**EXCERPT TO READ:**

@Justmehere - I first want to say that you're doing good work IMO, looking at this challenge and confronting it.
Some things stuck out to me. Ok, a lot of things...I think they are in two categories -
(1) your own observations about how you use humor, and how they might help you move forward.
You say this:
For whatever reason, my pain is funny to people in the profession. I’ve never had anyone outside the profession who wasn’t actively abusing me chuckle away about trauma. It’s weird to me. It is what it is.
I don't think you can be certain that it's your pain that is funny to mental health professionals. I think it's more likely that they are picking up the cues you are giving them. if you look at these two quotes:
I crack jokes and story-tell. I say things like a good story. It’s been every therapist I have seen. Ever. No exceptions. It’s me and the profession.
I can humorously analyze it to death and tell it as an interesting story, no one sees the pain.
You can see that you've used humor and storytelling as a way to distance the listener and yourself. That's really not uncommon, at all. And I would say that it's also pretty common for the therapist (while listening) to mirror the client.
What it seems like you have not yet had is a therapist who doesn't mirror it (the distancing humor) back to you. Or, a therapist who confronts you about it, thereby challenging your distancing mechanism.
And it sounds like that's what you want, now. You've been doing a lot of new disclosure with this therapist, if I remember right. It makes sense to me, in that context, that you'd be realizing you want to be listened to differently, and that you need help making that shift.
I just don’t want my trauma to be laughed about anymore by people in the profession.
The rest of the therapy is super helpful. Just not this dynamic. It’s not unique to her. It will stop when I change. No sooner.
Yes - but I think it's very possible for her to be helping you with this change. You need to figure out how to catch yourself slipping into storyteller mode, and you need to re-direct. But she can also be a useful observer of when you're switching modes, and help you stay away from deflecting.
I asked a friend who is very humorous if he ever struggles switching from the humorous to the serious. He said no, not off the top of his head...How come I am not doing it well? I don’t know. How do people make the shift?

**EXCERPTED RECORDS:**

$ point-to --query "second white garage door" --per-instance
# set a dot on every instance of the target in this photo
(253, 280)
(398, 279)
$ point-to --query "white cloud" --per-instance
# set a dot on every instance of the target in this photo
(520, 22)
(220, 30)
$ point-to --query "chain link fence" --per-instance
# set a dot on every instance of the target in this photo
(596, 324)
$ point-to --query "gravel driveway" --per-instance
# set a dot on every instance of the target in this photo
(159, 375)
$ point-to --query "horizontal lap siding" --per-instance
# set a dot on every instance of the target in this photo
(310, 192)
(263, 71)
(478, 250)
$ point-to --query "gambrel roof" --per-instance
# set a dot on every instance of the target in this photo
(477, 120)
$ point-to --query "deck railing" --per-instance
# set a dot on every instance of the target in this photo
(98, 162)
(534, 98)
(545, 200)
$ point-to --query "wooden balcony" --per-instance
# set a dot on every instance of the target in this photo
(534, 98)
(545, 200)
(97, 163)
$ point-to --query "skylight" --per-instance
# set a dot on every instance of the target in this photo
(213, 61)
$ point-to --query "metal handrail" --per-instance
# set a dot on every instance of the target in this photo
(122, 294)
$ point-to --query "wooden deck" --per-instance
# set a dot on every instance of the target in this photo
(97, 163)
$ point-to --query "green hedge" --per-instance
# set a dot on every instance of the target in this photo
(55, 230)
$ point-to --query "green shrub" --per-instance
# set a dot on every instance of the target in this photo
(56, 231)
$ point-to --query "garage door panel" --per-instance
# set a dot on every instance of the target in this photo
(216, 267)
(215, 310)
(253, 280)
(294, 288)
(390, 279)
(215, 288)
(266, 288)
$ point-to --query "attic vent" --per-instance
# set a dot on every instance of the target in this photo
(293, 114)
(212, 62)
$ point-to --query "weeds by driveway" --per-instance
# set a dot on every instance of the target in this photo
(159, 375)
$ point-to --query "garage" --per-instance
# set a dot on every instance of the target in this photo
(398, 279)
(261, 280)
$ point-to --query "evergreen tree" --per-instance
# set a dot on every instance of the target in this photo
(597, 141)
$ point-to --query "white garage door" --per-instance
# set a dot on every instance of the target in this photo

**EXERCISE BRIEF:**
Answer these questions about the forum reply on humor in therapy:
(a) What does the reply say is pretty common for a therapist to do while listening?
(b) How does the poster describe the rest of the therapy, apart from this dynamic?
(c) What did the very humorous friend answer when asked if he struggles to switch from the humorous to the serious?
The rows have no connection to the forum reply.

**PROBLEM SOLUTION:**
(a) To mirror the client.
(b) As super helpful.
(c) He said no, not off the top of his head.